Dataset extract –
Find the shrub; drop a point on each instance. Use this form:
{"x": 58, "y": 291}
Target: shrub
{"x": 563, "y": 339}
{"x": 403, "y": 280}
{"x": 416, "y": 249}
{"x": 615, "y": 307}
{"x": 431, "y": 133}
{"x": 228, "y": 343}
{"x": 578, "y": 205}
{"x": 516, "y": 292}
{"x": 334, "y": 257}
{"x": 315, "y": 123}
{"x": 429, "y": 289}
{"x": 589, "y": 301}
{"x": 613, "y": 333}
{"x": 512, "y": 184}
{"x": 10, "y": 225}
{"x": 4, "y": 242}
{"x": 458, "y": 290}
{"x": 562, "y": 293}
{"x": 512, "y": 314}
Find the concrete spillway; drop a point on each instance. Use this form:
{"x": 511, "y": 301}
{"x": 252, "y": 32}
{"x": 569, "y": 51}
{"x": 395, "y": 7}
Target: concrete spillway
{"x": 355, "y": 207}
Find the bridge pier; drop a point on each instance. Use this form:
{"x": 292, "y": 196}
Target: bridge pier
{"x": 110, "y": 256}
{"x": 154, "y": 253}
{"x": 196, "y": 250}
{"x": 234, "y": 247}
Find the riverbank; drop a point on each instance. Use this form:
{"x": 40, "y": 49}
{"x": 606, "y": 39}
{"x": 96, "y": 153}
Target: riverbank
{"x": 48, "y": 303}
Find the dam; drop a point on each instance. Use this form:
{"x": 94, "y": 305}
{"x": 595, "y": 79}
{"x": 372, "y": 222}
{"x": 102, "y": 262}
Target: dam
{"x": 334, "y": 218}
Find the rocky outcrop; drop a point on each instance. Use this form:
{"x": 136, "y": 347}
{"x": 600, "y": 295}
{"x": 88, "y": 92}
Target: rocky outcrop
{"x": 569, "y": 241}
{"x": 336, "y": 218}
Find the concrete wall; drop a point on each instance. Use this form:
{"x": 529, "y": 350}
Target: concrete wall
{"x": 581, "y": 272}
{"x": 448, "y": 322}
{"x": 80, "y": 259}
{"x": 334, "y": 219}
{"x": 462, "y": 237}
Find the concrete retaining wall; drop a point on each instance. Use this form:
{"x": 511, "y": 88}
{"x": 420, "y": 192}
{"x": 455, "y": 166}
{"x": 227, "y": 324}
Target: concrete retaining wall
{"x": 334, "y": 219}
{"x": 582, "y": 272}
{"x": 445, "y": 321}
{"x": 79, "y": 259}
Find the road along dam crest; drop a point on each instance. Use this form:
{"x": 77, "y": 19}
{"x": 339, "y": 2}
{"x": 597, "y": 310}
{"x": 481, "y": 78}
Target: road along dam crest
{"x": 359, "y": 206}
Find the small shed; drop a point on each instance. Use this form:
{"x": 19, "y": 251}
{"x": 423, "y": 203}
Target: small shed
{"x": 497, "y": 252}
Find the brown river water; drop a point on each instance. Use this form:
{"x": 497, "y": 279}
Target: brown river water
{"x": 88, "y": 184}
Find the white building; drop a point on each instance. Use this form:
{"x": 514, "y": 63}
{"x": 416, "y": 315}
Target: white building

Instructions for the task – Convert every line of the rows above into a two-column Markdown table with the headers No and Entry. Number each line and omit blank lines.

Solved problem –
| No | Entry |
|---|---|
| 1 | Find the shrub; drop a point on each instance. Use this form: |
| 2 | {"x": 58, "y": 291} |
| 3 | Target: shrub |
| 4 | {"x": 563, "y": 339} |
| 5 | {"x": 403, "y": 280} |
| 6 | {"x": 416, "y": 249} |
| 7 | {"x": 615, "y": 307} |
| 8 | {"x": 431, "y": 133} |
| 9 | {"x": 228, "y": 343} |
| 10 | {"x": 578, "y": 205} |
| 11 | {"x": 516, "y": 292} |
| 12 | {"x": 334, "y": 257} |
| 13 | {"x": 315, "y": 123} |
| 14 | {"x": 429, "y": 289} |
| 15 | {"x": 589, "y": 301} |
| 16 | {"x": 613, "y": 333} |
| 17 | {"x": 512, "y": 184} |
| 18 | {"x": 10, "y": 225} |
| 19 | {"x": 4, "y": 242} |
| 20 | {"x": 458, "y": 290} |
| 21 | {"x": 562, "y": 293} |
| 22 | {"x": 512, "y": 314} |
| 23 | Find the concrete spillway; drop a point on each instance. Use this form: |
| 24 | {"x": 511, "y": 301} |
| 25 | {"x": 252, "y": 32} |
| 26 | {"x": 569, "y": 51} |
| 27 | {"x": 395, "y": 7} |
| 28 | Target: concrete spillway |
| 29 | {"x": 355, "y": 207} |
| 30 | Find the bridge pier; drop a point on each instance. Use this form: |
| 31 | {"x": 292, "y": 196} |
| 32 | Target: bridge pier |
| 33 | {"x": 110, "y": 256} |
| 34 | {"x": 154, "y": 253} |
| 35 | {"x": 196, "y": 250} |
| 36 | {"x": 234, "y": 247} |
| 37 | Find the riverbank; drop a point on each instance. Use this form: |
| 38 | {"x": 40, "y": 49} |
| 39 | {"x": 606, "y": 39} |
| 40 | {"x": 96, "y": 153} |
| 41 | Target: riverbank |
| 42 | {"x": 48, "y": 303} |
| 43 | Find the dam; drop a point on each instance. Use this form: |
| 44 | {"x": 94, "y": 305} |
| 45 | {"x": 595, "y": 79} |
| 46 | {"x": 372, "y": 222} |
| 47 | {"x": 102, "y": 262} |
| 48 | Target: dam |
| 49 | {"x": 334, "y": 218} |
| 50 | Find the rocky outcrop; drop a point on each instance. Use this form: |
| 51 | {"x": 136, "y": 347} |
| 52 | {"x": 600, "y": 295} |
| 53 | {"x": 88, "y": 92} |
| 54 | Target: rocky outcrop |
| 55 | {"x": 569, "y": 241} |
| 56 | {"x": 336, "y": 218} |
| 57 | Find the concrete wall; drop a point on each instance. Use this form: |
| 58 | {"x": 529, "y": 350} |
| 59 | Target: concrete wall |
| 60 | {"x": 581, "y": 272} |
| 61 | {"x": 448, "y": 322} |
| 62 | {"x": 80, "y": 259} |
| 63 | {"x": 334, "y": 219} |
| 64 | {"x": 462, "y": 237} |
| 65 | Find the concrete retaining wall; drop a point on each instance. Use this form: |
| 66 | {"x": 511, "y": 88} |
| 67 | {"x": 420, "y": 192} |
| 68 | {"x": 455, "y": 166} |
| 69 | {"x": 227, "y": 324} |
| 70 | Target: concrete retaining wall |
| 71 | {"x": 334, "y": 219} |
| 72 | {"x": 582, "y": 272} |
| 73 | {"x": 445, "y": 321} |
| 74 | {"x": 79, "y": 259} |
| 75 | Find the road along dam crest; drop a point on each instance. Use this form: |
| 76 | {"x": 77, "y": 19} |
| 77 | {"x": 339, "y": 2} |
| 78 | {"x": 597, "y": 310} |
| 79 | {"x": 481, "y": 78} |
| 80 | Target: road along dam crest |
| 81 | {"x": 359, "y": 206} |
| 82 | Find the small shed; drop a point on each instance. Use this form: |
| 83 | {"x": 19, "y": 251} |
| 84 | {"x": 423, "y": 203} |
| 85 | Target: small shed |
| 86 | {"x": 497, "y": 252} |
| 87 | Find the brown river water; drop a point on each instance. Use this form: |
| 88 | {"x": 497, "y": 279} |
| 89 | Target: brown river water |
| 90 | {"x": 88, "y": 184} |
| 91 | Find the white building; drop a point on each instance. Use this form: |
| 92 | {"x": 514, "y": 63} |
| 93 | {"x": 416, "y": 315} |
| 94 | Target: white building |